Parts of the exercise ->
1. Give again, word for word, the part of the article on the Rehovot car bomb between "An Ethiopian-Israeli rapper" and "was lightly injured.", inclusive.
2. Proceed with the article on the Rehovot car bomb, continuing it from where it stops.

Ethiopian-Israeli rapper featured in documentary killed by car bomb in Rehovot

Maharat was featured in the movie “Shchorim” which depicts day to day life in the predominantly Ethiopian-Israeli neighborhood of Kiryat Moshe.

Wreckage of the car bomb explosion in Rehovot (photo credit: ISRAEL POLICE)
Wreckage of the car bomb explosion in Rehovot
(photo credit: ISRAEL POLICE)
An Ethiopian-Israeli rapper who was featured in a 2010 documentary was killed Saturday night in an underworld car bomb in Rehovot’s Kiryat Moshe neighborhood.
Yisrael Maharat, stage name “WM,” was featured in the movie Schorim (Blacks) along with friends Meir Saalo (“Diablo D”) and Danny Kabada (“Dr. George”), who made up the rap group KMS. The movie depicts their day-to-day life in the predominantly Ethiopian-Israeli neighborhood of Kiryat Moshe, one of the most impoverished areas in Israel. In the film, they rap about racism, poverty and their problems integrating into Israeli society.
Maharat was driving in a Hyundai sedan on Gabrielov Street when a bomb tore through the car, killing him and injuring a 50-year-old man riding with him. A third man in the car, in his 20s, was lightly injured.
Police said Sunday Maharat was known to police, as was the 50-year-old, but that they were not known to be involved in any sort of criminal activity together.
On Sunday morning, Police were unable to confirm that Maharat was a musician or performer of any sort, with one spokesperson for the Central District saying “we know him, but not because of stuff like that.”
On Sunday night, however, director Moran Ifergen confirmed to Channel 2 that Maharat was one of the young men featured in her film.
Due to the fact that Maharat was not a high-level organized crime figure or a big-time target of police investigators, there has been speculation the car bomb was a so-called “work accident,” possibly that he had been transporting the bomb when it went off. Police said they have not ruled definitively if that was or was not the case.

Supplied information ->

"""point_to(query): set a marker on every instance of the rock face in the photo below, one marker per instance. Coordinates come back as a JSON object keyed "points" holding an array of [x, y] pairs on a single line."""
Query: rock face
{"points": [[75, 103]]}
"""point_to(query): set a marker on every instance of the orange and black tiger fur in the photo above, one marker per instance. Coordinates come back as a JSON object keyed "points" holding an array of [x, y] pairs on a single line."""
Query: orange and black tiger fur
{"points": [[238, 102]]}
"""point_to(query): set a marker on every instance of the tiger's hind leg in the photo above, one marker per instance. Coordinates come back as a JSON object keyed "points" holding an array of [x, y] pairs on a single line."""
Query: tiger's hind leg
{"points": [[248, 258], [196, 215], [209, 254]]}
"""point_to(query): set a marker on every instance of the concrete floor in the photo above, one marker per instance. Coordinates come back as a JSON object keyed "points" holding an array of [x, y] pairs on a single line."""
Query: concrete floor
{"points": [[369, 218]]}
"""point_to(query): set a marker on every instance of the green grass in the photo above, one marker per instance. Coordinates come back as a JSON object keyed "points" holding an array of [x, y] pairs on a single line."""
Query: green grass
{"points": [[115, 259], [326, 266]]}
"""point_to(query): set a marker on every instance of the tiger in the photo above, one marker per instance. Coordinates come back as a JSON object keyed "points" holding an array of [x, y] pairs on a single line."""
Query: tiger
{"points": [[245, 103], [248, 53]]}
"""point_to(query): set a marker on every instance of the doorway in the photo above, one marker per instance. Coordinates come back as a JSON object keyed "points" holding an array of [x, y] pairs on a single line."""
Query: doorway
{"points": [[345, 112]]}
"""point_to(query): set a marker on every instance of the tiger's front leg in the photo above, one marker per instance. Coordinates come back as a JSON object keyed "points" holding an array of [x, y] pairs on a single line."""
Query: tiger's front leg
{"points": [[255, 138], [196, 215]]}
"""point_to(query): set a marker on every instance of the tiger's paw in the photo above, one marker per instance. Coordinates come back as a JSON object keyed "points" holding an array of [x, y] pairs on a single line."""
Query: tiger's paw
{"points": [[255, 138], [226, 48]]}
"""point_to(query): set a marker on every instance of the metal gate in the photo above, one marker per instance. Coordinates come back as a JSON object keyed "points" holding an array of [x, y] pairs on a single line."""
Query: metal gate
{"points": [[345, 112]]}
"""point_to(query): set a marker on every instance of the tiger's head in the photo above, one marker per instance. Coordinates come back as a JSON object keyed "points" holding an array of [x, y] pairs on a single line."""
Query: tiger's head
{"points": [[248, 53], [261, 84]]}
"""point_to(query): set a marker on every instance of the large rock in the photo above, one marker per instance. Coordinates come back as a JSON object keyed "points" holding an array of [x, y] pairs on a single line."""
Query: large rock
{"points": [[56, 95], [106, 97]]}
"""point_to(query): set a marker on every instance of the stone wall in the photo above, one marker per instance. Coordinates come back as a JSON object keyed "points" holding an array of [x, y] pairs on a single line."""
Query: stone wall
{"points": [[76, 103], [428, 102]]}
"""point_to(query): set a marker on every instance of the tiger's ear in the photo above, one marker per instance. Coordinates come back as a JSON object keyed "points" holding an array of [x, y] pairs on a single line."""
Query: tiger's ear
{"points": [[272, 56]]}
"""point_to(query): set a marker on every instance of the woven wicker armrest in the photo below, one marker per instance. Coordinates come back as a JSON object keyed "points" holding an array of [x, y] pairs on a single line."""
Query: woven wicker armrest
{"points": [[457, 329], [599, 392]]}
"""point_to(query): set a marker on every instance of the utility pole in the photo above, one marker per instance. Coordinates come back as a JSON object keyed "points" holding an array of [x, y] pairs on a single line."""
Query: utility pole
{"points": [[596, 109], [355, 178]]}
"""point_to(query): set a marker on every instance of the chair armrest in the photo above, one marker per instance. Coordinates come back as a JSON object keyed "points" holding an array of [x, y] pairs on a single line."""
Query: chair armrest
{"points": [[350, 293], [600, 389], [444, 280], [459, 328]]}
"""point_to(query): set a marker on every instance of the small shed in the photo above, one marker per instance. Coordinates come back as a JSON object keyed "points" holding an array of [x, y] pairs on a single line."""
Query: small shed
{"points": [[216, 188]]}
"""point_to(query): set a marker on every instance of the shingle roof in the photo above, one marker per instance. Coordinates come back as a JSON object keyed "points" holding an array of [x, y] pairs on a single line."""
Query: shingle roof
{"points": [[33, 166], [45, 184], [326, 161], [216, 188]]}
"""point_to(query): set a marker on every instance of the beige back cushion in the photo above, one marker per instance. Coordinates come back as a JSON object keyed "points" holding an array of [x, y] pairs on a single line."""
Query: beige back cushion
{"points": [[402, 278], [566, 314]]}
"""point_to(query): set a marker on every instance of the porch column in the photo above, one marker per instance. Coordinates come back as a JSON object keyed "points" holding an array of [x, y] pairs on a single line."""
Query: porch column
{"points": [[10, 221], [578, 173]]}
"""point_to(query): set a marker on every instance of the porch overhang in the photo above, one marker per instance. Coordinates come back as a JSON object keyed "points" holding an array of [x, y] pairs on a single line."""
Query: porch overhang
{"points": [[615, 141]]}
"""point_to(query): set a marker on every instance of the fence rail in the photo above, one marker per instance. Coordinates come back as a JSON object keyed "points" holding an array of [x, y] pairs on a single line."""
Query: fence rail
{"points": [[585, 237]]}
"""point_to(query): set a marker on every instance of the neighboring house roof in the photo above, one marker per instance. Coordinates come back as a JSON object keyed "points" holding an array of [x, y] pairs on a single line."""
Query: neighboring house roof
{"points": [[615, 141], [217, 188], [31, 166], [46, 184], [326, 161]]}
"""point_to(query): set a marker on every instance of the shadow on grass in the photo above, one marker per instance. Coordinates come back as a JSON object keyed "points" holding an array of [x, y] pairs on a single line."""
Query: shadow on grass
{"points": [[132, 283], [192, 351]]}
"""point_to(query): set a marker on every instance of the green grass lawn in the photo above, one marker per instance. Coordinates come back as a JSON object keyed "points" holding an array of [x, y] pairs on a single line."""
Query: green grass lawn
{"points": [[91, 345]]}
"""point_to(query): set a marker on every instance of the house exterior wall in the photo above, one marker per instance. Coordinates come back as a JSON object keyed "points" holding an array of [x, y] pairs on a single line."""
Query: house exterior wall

Answers by item ->
1.
An Ethiopian-Israeli rapper who was featured in a 2010 documentary was killed Saturday night in an underworld car bomb in Rehovot’s Kiryat Moshe neighborhood.
Yisrael Maharat, stage name “WM,” was featured in the movie Schorim (Blacks) along with friends Meir Saalo (“Diablo D”) and Danny Kabada (“Dr. George”), who made up the rap group KMS. The movie depicts their day-to-day life in the predominantly Ethiopian-Israeli neighborhood of Kiryat Moshe, one of the most impoverished areas in Israel. In the film, they rap about racism, poverty and their problems integrating into Israeli society.
Maharat was driving in a Hyundai sedan on Gabrielov Street when a bomb tore through the car, killing him and injuring a 50-year-old man riding with him. A third man in the car, in his 20s, was lightly injured.

2.
In the past couple of years, car bombs have been used against minor criminal figures, owing to the easy availability of explosives in Israel, which have long been a trendy tool of murder in the local underworld here.
If Saturday night’s bomb is shown to have gone off on the floorboard of the car and was not stuck to the undercarriage, it could indicate that it was an accident, however.
Central District police said the killing is believed to be linked to a local feud between criminal gangs in Kiryat Moshe and not part of a wider mob war involving major criminal organizations or bigger police targets.
Rehovot has seen a large amount of deadly underworld violence in recent years and is home to a number of organized crime figures, most prominently the Lavi brothers, Omer and Amos, whose organization is said to be the most powerful in the city and the surrounding area. Their gang is closely-allied to Shalom Domrani’s Ashkelon and Moshe Otzem-based organization, and feuding between them and their rivals has played out on the streets of Rehovot in the past, including in Kiryat Moshe.
Police said Sunday they do not believe that was the case with Maharat’s murder, saying it was part of a smaller, more localized feud between Rehovot criminals which, nonetheless, included the use of explosives.